WHAT THE EXERCISE ASKS
Reproduce the records from the line with "of any white" up to and including the line with "of any dense", requests included, and scale every box coordinate in the answers by 1.9, rounding to whole numbers with halves rounded up. Leave the numbers in the requests unchanged.

[Stored dataset items]
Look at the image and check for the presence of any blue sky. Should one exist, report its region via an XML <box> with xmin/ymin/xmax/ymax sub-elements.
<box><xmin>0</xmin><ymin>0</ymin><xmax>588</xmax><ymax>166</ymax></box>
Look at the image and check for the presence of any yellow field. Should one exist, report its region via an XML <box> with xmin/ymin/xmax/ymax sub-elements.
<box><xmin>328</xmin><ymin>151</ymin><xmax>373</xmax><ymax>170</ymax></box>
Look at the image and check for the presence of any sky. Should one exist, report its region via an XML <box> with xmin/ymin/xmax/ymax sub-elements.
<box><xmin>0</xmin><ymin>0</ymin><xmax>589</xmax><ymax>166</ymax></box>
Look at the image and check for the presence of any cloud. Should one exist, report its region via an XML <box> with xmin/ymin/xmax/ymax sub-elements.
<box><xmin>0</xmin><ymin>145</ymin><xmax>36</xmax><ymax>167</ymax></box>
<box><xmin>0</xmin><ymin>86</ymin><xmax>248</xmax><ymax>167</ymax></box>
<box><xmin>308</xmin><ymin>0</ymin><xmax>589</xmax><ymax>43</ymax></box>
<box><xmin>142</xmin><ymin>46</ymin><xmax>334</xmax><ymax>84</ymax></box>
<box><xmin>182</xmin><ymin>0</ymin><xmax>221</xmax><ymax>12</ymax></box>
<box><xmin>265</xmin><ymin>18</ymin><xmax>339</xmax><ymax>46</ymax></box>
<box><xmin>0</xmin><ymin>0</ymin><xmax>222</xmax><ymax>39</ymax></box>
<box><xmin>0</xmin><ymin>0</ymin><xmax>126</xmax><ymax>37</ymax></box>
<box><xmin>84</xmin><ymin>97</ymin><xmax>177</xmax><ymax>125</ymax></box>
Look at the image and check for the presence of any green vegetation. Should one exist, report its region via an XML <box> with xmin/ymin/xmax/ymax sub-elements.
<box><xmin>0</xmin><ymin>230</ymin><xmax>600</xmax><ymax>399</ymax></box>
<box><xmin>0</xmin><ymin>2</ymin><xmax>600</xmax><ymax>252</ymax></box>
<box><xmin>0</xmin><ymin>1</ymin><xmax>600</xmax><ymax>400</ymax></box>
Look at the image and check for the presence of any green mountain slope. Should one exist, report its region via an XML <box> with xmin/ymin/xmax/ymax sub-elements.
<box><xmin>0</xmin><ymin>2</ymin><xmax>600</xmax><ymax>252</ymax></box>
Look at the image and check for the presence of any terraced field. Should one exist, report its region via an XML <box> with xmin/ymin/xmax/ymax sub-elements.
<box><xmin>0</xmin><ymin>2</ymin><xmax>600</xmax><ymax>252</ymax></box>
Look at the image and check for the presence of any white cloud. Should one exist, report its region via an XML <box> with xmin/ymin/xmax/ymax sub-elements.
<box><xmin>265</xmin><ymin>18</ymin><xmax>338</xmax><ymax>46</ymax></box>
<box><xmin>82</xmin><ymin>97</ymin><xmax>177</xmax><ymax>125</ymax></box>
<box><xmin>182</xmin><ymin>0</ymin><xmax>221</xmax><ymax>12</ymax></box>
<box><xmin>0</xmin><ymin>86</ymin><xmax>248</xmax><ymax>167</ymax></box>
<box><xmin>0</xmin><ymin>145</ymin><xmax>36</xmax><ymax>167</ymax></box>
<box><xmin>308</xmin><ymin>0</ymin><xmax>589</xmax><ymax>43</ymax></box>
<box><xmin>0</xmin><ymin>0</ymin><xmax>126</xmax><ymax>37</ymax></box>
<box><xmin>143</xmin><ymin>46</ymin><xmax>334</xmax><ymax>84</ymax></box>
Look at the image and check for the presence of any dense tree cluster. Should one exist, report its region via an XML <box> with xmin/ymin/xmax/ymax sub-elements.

==

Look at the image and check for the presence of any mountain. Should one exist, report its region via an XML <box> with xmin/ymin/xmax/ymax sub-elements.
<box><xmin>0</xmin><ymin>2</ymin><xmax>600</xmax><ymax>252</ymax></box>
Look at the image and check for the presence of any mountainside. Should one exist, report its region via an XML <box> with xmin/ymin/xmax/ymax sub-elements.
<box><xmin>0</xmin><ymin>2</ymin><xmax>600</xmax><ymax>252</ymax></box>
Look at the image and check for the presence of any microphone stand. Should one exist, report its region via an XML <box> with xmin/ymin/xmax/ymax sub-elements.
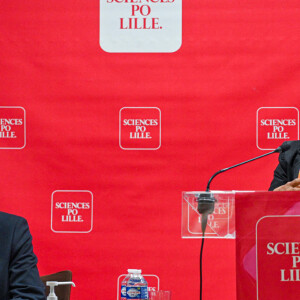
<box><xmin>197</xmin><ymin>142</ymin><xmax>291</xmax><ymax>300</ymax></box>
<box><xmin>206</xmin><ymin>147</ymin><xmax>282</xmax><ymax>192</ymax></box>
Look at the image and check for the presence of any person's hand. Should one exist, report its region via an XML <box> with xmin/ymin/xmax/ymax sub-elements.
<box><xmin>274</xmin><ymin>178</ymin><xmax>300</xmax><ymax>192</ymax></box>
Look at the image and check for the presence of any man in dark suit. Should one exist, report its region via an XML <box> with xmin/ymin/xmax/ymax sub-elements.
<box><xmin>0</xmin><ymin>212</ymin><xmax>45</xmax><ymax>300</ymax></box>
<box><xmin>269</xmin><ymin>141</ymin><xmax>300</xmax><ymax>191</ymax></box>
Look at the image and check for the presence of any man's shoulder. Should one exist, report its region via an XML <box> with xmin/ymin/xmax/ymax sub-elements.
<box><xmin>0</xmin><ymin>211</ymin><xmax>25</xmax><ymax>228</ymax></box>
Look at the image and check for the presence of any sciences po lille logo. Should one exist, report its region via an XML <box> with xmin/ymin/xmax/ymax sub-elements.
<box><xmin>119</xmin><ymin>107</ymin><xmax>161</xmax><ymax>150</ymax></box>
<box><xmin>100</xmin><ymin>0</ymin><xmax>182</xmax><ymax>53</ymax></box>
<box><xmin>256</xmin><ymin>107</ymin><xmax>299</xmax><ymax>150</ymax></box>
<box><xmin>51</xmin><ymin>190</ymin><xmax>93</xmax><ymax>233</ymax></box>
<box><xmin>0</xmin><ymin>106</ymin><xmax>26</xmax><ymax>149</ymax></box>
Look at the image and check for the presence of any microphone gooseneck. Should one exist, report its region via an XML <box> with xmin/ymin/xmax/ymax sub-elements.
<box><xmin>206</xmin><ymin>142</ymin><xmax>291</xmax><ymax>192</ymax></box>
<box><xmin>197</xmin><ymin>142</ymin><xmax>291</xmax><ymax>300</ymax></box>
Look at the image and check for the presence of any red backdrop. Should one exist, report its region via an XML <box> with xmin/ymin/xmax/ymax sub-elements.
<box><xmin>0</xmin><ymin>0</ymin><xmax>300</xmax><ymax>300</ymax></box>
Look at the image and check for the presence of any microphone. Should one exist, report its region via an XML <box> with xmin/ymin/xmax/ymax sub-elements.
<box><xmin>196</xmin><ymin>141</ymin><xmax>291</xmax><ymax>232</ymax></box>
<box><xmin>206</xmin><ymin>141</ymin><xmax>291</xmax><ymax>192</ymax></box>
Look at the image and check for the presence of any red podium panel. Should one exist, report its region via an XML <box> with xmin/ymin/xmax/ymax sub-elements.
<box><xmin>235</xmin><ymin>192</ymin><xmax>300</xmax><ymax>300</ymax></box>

WRITTEN RESPONSE
Look at the image and check for the presence of any white cloud. Should one exist, report its region via an XML <box> with xmin/ymin/xmax/ymax sub-elements.
<box><xmin>504</xmin><ymin>34</ymin><xmax>642</xmax><ymax>87</ymax></box>
<box><xmin>156</xmin><ymin>184</ymin><xmax>336</xmax><ymax>238</ymax></box>
<box><xmin>346</xmin><ymin>0</ymin><xmax>420</xmax><ymax>23</ymax></box>
<box><xmin>0</xmin><ymin>163</ymin><xmax>471</xmax><ymax>317</ymax></box>
<box><xmin>0</xmin><ymin>276</ymin><xmax>68</xmax><ymax>317</ymax></box>
<box><xmin>585</xmin><ymin>0</ymin><xmax>1119</xmax><ymax>82</ymax></box>
<box><xmin>0</xmin><ymin>0</ymin><xmax>239</xmax><ymax>70</ymax></box>
<box><xmin>272</xmin><ymin>87</ymin><xmax>635</xmax><ymax>160</ymax></box>
Look at the image and check for the presence of any dense tree cluster. Should one exist, report its region via an XML <box> with xmin/ymin/xmax/ymax sub-elements.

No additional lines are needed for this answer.